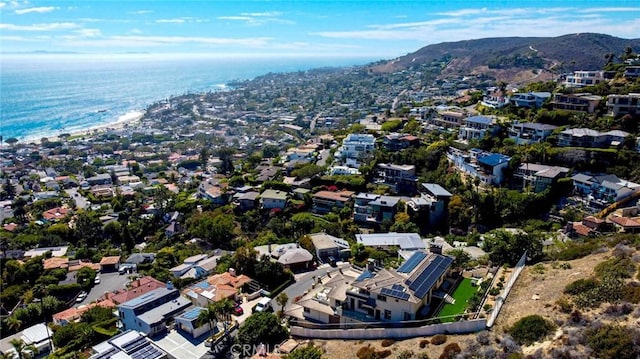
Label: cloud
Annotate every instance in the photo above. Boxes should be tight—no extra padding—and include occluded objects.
[0,22,80,31]
[14,6,60,15]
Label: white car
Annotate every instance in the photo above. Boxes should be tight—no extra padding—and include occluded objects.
[76,292,87,303]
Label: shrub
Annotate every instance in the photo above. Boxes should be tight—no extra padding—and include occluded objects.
[440,343,462,359]
[381,339,396,348]
[594,257,637,278]
[508,315,555,345]
[586,325,639,359]
[564,278,598,295]
[431,334,447,345]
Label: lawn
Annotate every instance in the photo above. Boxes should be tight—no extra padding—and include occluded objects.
[436,278,478,322]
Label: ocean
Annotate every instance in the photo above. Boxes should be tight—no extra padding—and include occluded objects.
[0,54,374,142]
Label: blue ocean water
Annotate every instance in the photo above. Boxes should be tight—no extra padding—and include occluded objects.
[0,55,370,141]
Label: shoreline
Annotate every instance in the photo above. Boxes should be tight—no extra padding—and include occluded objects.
[18,110,145,145]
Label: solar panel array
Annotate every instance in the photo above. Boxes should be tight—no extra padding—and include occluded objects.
[380,288,410,300]
[406,255,453,298]
[129,343,164,359]
[398,252,427,273]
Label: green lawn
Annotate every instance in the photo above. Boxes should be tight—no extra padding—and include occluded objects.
[436,278,478,322]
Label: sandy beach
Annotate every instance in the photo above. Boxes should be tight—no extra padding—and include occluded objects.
[20,110,144,144]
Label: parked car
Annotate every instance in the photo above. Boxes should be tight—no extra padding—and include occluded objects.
[233,302,244,315]
[76,291,87,303]
[251,297,273,313]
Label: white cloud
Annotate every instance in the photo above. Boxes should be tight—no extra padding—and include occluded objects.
[0,22,80,31]
[14,6,60,15]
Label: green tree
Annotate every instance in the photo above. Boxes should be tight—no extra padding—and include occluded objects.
[238,312,289,346]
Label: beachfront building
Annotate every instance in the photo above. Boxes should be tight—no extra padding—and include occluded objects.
[607,93,640,117]
[513,163,569,193]
[509,121,558,145]
[551,93,602,113]
[447,147,511,185]
[336,133,375,168]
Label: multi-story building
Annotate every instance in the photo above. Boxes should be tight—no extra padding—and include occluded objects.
[118,282,191,335]
[297,251,453,324]
[312,190,354,214]
[509,122,558,145]
[558,128,629,148]
[509,92,551,108]
[563,71,605,87]
[607,93,640,117]
[407,183,452,231]
[375,163,418,194]
[428,110,468,128]
[353,193,400,224]
[513,163,569,193]
[571,173,640,206]
[447,147,511,185]
[551,93,602,113]
[336,133,376,168]
[458,116,495,140]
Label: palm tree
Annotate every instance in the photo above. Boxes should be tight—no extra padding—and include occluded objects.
[9,339,38,359]
[197,303,217,339]
[5,315,23,332]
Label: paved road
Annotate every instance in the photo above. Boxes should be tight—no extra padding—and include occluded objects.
[78,272,129,304]
[64,188,90,209]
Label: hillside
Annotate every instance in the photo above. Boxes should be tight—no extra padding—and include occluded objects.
[371,33,640,81]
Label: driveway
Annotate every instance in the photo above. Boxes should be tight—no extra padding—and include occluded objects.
[79,272,129,304]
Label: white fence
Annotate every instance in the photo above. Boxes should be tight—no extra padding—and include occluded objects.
[291,319,487,340]
[487,252,527,328]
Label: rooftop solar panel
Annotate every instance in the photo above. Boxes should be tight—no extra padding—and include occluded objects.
[398,252,427,273]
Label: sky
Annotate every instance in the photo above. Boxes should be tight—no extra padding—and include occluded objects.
[0,0,640,59]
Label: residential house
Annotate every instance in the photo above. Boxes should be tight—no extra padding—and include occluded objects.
[513,163,569,193]
[356,232,427,251]
[428,110,468,128]
[312,190,354,214]
[407,183,452,231]
[336,133,375,168]
[182,268,253,307]
[571,173,640,206]
[563,71,606,88]
[375,163,418,194]
[353,193,400,224]
[297,251,453,323]
[89,330,173,359]
[0,323,55,358]
[558,128,629,148]
[174,307,213,339]
[551,93,602,113]
[509,92,551,108]
[607,93,640,117]
[458,116,495,140]
[447,147,511,185]
[509,121,558,145]
[382,133,420,151]
[52,299,116,326]
[309,232,349,262]
[118,282,191,336]
[260,189,289,209]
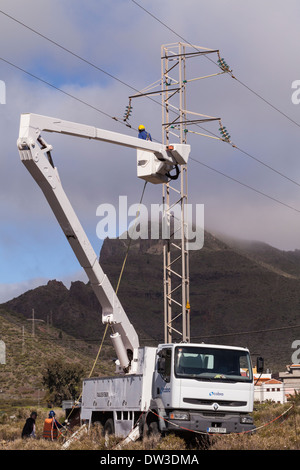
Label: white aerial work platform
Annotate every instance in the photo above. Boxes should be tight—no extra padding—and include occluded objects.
[17,114,262,437]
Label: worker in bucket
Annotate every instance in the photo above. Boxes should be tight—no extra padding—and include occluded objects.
[22,411,37,439]
[43,410,63,441]
[138,124,152,140]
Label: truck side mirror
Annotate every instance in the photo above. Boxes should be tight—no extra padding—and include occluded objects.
[256,357,264,374]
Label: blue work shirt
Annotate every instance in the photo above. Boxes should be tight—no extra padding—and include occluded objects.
[138,130,152,140]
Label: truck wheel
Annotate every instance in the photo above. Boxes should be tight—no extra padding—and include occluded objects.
[104,418,115,435]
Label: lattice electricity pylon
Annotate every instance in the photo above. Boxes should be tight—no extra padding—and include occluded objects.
[161,43,229,343]
[129,43,232,343]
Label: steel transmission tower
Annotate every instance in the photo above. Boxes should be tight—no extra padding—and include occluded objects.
[161,43,190,343]
[129,42,227,343]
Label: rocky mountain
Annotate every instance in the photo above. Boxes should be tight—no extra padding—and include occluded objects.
[2,232,300,370]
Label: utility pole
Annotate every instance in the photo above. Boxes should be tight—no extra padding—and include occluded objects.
[161,42,224,343]
[130,42,226,343]
[161,43,190,343]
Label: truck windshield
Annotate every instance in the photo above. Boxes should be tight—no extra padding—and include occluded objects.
[175,346,253,382]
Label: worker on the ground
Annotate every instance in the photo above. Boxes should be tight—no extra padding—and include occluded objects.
[22,411,37,438]
[138,124,152,140]
[43,411,63,441]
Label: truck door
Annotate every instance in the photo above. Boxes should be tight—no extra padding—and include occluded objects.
[155,348,172,407]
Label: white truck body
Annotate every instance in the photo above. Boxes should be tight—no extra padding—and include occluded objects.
[81,343,254,437]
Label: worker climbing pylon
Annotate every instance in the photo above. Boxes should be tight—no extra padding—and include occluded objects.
[138,124,152,140]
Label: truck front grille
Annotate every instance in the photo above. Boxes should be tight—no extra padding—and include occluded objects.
[183,398,247,406]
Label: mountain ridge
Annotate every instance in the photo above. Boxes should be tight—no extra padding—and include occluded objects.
[1,232,300,368]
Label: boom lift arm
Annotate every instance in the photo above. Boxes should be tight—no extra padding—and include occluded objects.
[17,114,190,373]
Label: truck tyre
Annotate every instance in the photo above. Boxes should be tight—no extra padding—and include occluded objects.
[148,421,160,437]
[104,418,115,435]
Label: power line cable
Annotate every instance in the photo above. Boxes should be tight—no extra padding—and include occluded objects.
[0,57,300,216]
[0,57,131,125]
[131,0,300,127]
[0,10,138,91]
[0,7,300,191]
[0,9,300,212]
[189,157,300,213]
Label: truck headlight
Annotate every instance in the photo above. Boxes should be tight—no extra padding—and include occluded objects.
[240,416,253,424]
[169,411,190,420]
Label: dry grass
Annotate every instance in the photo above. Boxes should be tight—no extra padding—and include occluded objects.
[0,404,300,451]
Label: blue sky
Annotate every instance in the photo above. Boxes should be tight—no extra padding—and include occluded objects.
[0,0,300,302]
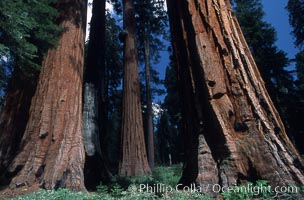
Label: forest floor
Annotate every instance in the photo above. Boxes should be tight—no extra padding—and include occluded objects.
[0,165,304,200]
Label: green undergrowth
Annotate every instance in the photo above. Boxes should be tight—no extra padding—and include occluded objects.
[6,165,304,200]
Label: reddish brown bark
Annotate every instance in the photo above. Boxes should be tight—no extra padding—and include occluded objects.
[9,0,86,190]
[0,67,38,184]
[167,0,304,194]
[119,0,151,176]
[144,34,155,170]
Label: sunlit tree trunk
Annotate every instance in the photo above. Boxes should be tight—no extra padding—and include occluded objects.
[167,0,304,194]
[9,0,86,190]
[83,0,111,189]
[119,0,151,176]
[0,67,38,184]
[144,30,155,170]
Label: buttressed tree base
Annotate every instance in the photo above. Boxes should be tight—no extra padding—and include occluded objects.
[167,0,304,194]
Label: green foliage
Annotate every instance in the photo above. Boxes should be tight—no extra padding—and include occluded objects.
[0,0,60,71]
[12,189,100,200]
[0,0,60,107]
[152,165,182,187]
[157,56,183,164]
[286,0,304,47]
[286,0,304,154]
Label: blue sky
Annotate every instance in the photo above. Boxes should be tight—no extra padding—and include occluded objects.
[88,0,298,101]
[155,0,298,101]
[262,0,298,58]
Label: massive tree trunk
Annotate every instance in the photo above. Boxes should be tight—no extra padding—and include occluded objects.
[0,67,38,185]
[9,0,86,190]
[83,0,110,189]
[167,0,304,193]
[144,30,155,170]
[119,0,151,176]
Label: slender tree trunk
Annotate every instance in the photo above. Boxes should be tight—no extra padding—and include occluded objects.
[119,0,151,176]
[82,0,111,189]
[0,67,38,184]
[9,0,86,190]
[167,0,304,194]
[144,33,154,170]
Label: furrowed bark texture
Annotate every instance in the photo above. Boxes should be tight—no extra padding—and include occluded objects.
[144,34,155,170]
[82,0,111,189]
[167,0,304,191]
[0,68,38,184]
[9,0,86,190]
[119,0,151,176]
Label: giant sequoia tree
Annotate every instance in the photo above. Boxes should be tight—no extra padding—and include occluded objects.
[0,0,59,178]
[119,0,151,176]
[9,0,86,190]
[287,0,304,154]
[82,0,111,188]
[167,0,304,192]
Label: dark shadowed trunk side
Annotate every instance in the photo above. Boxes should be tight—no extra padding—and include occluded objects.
[0,67,38,185]
[9,0,86,190]
[167,0,304,192]
[119,0,151,176]
[144,31,155,170]
[82,0,111,189]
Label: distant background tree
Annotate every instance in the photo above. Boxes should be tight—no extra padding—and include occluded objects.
[286,0,304,154]
[0,0,60,183]
[134,0,167,170]
[119,0,151,176]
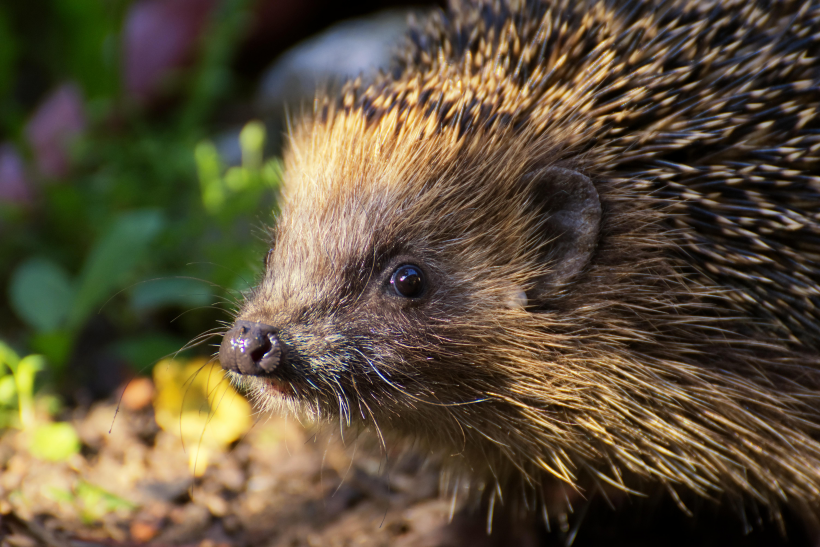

--------------------------------------------------

What the task requires:
Reproduce verbatim the rows from the line containing "Label: lawn" through the line containing "[20,110,144,144]", including both of those lines.

Expected answer:
Label: lawn
Annotate every instance in the photo above. Boxes should be tight—no extra padding—and include occluded objects.
[436,278,478,322]
Label: ocean
Annotate every instance in the photo above. Boxes should be tight—no extra padding—and include occluded objects.
[0,54,374,142]
Label: blue ocean water
Annotate every instance in the photo above. Boxes should be tight—no extra padding—and include occluded objects.
[0,55,370,141]
Label: shoreline
Annotate every instance in the photo above. Boxes should be tight—no extra padding—and include occluded objects.
[18,110,145,145]
Label: solar panel array
Annotate every instance in the photo above. Boxes should be tight—no extra padding—and include occluded objects.
[380,288,410,300]
[406,255,453,298]
[129,343,164,359]
[398,252,427,273]
Label: green lawn
Annotate every instance in the photo above. Boxes should be tight—no extra padding—and include occluded objects.
[436,278,478,322]
Label: sandy beach
Annotate every instance in the photo above. Boxes should be tight—no extra padding—and include occluded objects.
[20,110,144,144]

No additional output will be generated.